*** Passage shown Section Begins ***
Eden Harris, Energy Communications and Outreach Fellow - February 2020
Planetary Health Justice Report Card
Image source: Bennett Kissel, UCSF Medical Student
If the US healthcare industry were a country, it would rank 13th globally in greenhouse gas emissions. In addition to emissions, hospitals generate over 29 pounds of waste per patient per day, totaling over 5 million tons of waste per year. The health impacts of this footprint are tremendous, including air and water pollution, waste generation, and an increased energy demand.
A group of medical students at UCSF, connected through Human Health and Climate Change , is working to increase awareness of the health care industry’s impact and stimulate change. Modeled after the Racial Justice Report Card created by White Coats 4 Black Lives, UCSF students aimed to develop a way to evaluate medical schools based on four categories:
1. Planetary health curriculum
2. Interdisciplinary research in health and environment
3. Community outreach and advocacy in environment and health and
4. University support for student-led planetary health initiatives
Scoring their own coursework and resources based on the Planetary Health Justice Report Card, students awarded UCSF a “B” overall. Among some of its strengths, UCSF offers electives on planetary health, addresses the impact of climate on infectious diseases and industry-related pollution, and offers a year-long fellowship for medical students to enact a planetary health initiative.
*** Passage shown Section Ends ***
*** Information provided Section Begins ***
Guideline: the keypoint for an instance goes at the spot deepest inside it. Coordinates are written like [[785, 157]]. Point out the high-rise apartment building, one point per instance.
*** Information provided Section Ends ***
What you have to do:
Reproduce word for word the part of the Planetary Health Justice Report Card article that opens with the words containing "Eden Harris, Energy" and closes with "increased energy demand.". The material has nothing to do with the article on the Planetary Health Justice Report Card.

Written response:
Eden Harris, Energy Communications and Outreach Fellow - February 2020
Planetary Health Justice Report Card
Image source: Bennett Kissel, UCSF Medical Student
If the US healthcare industry were a country, it would rank 13th globally in greenhouse gas emissions. In addition to emissions, hospitals generate over 29 pounds of waste per patient per day, totaling over 5 million tons of waste per year. The health impacts of this footprint are tremendous, including air and water pollution, waste generation, and an increased energy demand.